[THE REQUEST]
Collect every line in the material below that contains the string "artificial", and reproduce each one unchanged.

[Begin SUPPLIED MATERIAL]

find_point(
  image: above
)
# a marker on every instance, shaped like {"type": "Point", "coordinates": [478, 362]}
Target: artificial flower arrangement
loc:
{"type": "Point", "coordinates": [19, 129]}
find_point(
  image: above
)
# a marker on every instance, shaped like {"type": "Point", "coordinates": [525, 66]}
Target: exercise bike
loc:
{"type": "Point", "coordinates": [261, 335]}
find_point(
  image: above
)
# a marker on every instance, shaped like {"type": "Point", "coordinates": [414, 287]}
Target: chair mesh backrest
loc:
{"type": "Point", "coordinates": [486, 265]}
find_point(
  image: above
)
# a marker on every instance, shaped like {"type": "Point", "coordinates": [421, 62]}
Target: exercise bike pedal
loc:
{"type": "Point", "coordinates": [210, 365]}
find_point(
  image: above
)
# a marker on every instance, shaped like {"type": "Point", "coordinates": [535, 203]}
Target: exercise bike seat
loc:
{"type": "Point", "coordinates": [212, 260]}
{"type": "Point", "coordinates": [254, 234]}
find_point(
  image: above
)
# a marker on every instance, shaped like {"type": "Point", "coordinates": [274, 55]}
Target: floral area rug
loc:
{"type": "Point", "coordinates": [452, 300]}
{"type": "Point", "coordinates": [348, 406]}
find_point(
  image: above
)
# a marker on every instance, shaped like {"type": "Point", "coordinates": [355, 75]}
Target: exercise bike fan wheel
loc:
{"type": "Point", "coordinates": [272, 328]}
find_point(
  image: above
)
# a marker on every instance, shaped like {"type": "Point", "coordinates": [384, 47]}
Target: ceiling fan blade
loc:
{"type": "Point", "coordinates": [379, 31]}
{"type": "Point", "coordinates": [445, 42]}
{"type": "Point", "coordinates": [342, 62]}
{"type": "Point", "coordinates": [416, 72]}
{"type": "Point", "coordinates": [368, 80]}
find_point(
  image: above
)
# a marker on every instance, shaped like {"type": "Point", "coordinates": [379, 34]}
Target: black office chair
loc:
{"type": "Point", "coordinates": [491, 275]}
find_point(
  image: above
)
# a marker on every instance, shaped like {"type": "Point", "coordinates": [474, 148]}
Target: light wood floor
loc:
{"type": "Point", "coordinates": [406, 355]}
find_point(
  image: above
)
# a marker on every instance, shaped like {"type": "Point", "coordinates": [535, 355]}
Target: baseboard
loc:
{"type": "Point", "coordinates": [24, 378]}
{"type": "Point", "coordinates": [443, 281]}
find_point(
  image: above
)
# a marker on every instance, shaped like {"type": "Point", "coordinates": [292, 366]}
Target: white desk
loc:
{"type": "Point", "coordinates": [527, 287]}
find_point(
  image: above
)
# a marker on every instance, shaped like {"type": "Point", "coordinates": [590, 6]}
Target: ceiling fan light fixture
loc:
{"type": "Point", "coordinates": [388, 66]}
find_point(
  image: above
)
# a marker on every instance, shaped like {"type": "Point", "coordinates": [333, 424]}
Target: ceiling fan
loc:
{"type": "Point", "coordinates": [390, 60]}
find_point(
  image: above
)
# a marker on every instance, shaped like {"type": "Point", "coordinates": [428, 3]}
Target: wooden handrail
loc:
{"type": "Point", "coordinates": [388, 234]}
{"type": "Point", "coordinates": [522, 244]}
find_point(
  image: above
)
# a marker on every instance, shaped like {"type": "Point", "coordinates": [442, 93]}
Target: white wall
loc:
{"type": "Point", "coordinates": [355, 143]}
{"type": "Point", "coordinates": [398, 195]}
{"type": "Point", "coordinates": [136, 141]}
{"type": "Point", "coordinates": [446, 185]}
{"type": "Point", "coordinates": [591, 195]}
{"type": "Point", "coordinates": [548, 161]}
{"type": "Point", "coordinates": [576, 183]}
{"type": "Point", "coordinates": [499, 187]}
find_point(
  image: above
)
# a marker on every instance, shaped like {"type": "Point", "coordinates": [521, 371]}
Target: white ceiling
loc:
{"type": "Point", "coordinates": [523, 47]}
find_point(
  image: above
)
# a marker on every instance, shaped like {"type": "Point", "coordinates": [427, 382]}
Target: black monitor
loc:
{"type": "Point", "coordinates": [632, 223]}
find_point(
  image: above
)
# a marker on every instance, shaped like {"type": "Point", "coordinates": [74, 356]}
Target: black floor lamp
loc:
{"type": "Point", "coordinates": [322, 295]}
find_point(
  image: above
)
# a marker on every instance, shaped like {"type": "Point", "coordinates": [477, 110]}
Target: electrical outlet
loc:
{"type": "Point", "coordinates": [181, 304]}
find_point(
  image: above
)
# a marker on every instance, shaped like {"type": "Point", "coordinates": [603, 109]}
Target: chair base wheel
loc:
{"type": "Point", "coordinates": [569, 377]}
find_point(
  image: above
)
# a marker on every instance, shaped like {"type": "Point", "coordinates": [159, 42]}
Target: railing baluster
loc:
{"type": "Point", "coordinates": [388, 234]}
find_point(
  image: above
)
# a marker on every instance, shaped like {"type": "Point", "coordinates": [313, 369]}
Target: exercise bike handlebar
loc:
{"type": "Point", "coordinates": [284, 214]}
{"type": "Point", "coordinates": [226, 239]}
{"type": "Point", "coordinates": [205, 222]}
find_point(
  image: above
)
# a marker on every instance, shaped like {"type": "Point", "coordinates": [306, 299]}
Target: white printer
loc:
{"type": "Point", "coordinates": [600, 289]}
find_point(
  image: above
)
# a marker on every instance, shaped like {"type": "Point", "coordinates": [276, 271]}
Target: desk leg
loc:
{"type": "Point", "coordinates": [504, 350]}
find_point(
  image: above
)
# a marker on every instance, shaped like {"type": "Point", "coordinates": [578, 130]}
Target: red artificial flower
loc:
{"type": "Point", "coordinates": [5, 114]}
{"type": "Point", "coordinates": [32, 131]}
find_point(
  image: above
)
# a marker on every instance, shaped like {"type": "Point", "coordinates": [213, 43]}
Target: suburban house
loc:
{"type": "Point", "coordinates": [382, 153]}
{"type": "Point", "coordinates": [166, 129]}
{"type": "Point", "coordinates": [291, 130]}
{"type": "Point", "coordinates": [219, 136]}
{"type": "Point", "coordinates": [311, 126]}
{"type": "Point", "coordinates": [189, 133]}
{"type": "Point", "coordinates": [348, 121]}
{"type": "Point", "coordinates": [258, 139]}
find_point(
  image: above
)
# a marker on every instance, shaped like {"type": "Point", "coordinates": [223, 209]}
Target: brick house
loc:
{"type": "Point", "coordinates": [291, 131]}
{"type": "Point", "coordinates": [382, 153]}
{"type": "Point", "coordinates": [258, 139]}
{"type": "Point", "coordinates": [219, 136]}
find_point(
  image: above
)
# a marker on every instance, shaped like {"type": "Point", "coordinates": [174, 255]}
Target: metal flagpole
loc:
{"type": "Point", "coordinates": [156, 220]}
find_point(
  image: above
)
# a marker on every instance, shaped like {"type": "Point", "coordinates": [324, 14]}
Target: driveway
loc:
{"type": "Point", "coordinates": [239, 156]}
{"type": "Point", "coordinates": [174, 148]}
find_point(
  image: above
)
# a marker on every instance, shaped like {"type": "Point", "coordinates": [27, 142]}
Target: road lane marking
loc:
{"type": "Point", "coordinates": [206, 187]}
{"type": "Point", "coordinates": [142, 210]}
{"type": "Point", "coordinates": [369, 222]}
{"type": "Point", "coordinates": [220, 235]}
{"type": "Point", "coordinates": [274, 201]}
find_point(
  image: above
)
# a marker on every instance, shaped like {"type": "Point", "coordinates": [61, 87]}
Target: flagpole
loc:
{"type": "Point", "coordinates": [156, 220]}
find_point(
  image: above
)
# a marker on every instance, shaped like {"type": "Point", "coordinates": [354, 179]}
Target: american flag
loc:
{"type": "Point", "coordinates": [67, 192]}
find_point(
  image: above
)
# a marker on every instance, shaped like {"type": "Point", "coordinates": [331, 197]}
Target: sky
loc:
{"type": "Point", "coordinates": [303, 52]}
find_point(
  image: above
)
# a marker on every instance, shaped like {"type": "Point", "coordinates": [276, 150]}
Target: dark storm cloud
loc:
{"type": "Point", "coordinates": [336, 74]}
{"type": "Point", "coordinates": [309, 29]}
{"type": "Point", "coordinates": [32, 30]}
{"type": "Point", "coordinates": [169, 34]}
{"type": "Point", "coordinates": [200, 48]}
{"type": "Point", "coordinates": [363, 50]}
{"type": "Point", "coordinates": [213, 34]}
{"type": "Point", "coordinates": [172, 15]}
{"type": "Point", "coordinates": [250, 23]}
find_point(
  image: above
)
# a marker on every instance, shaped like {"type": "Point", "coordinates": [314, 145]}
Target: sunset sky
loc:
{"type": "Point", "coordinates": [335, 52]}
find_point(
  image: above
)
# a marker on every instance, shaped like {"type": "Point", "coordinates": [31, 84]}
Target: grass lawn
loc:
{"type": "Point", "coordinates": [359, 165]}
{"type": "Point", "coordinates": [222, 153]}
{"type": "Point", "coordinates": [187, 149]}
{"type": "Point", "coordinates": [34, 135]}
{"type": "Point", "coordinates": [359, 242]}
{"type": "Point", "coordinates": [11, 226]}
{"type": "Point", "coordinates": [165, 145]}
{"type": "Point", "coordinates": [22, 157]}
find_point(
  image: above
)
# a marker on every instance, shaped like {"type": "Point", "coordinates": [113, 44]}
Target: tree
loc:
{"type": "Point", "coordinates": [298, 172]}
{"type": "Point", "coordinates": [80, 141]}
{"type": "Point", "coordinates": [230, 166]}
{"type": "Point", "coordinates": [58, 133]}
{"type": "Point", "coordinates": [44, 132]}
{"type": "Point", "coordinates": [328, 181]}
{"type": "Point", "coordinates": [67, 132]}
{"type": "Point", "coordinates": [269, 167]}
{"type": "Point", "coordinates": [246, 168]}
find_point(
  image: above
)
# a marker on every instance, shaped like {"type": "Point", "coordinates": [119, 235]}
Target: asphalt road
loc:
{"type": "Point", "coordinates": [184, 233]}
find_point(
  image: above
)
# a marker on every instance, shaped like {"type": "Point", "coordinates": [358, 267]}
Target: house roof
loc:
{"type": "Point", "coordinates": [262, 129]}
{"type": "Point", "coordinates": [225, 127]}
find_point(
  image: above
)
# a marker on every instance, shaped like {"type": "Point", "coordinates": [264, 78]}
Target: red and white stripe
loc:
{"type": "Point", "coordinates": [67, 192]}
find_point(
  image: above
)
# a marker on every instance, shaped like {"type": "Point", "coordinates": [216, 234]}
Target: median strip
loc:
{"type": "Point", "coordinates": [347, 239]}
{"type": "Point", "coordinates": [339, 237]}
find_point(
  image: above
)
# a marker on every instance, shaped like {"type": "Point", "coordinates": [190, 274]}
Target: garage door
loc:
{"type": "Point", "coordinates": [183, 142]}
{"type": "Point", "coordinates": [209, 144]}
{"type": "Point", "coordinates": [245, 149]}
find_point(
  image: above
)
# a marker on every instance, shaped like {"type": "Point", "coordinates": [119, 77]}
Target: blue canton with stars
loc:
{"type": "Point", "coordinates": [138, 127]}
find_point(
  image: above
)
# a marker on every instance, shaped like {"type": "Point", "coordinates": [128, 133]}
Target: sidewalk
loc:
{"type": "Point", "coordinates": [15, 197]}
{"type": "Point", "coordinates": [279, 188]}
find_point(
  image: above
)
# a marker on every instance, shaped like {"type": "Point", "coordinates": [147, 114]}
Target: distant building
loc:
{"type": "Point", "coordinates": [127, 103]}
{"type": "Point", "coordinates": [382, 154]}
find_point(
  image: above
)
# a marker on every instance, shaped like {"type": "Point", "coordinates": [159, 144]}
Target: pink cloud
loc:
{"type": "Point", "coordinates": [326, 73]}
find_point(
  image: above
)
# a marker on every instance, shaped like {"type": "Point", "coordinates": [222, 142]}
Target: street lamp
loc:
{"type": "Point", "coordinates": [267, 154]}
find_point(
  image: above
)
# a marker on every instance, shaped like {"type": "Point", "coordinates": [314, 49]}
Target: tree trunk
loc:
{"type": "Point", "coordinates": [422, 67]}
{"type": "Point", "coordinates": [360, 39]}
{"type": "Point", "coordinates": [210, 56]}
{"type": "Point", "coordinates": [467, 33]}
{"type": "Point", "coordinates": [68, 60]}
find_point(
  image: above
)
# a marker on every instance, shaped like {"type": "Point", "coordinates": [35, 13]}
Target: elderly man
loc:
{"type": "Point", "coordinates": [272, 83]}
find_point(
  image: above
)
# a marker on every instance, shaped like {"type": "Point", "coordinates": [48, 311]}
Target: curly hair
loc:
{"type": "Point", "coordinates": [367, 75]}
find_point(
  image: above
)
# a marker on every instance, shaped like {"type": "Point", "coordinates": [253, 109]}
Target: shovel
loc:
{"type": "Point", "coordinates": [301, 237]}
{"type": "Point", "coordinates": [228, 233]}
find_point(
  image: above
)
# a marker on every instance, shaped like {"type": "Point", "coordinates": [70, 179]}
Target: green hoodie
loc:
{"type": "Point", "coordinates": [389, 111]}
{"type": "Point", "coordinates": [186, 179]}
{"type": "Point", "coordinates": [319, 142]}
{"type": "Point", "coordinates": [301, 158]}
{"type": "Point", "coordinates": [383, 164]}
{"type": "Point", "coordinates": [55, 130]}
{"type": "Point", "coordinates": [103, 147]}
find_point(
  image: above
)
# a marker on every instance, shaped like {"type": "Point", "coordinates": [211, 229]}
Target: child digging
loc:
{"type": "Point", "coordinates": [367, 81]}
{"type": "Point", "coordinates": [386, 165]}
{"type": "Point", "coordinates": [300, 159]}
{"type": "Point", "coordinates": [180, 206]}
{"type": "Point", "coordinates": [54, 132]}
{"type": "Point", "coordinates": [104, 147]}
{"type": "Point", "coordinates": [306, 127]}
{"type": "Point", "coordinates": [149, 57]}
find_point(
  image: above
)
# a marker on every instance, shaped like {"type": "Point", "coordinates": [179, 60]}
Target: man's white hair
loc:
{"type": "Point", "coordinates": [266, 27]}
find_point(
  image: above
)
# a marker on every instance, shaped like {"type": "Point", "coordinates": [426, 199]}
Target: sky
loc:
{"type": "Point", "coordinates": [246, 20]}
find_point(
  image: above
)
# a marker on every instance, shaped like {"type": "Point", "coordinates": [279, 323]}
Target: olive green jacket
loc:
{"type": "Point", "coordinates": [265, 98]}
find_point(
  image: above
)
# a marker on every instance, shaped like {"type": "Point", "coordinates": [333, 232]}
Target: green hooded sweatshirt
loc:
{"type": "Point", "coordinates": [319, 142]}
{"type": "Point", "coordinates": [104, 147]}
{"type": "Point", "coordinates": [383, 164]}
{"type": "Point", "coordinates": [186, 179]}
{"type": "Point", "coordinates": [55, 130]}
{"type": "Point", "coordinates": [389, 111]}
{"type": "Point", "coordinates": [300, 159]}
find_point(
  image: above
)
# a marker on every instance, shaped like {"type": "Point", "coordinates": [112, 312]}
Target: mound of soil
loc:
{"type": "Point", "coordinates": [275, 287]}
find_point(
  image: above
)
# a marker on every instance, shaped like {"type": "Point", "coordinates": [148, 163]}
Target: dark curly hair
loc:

[End SUPPLIED MATERIAL]

[RESPONSE FOR THIS EXERCISE]
Target: artificial flower arrangement
Target: red artificial flower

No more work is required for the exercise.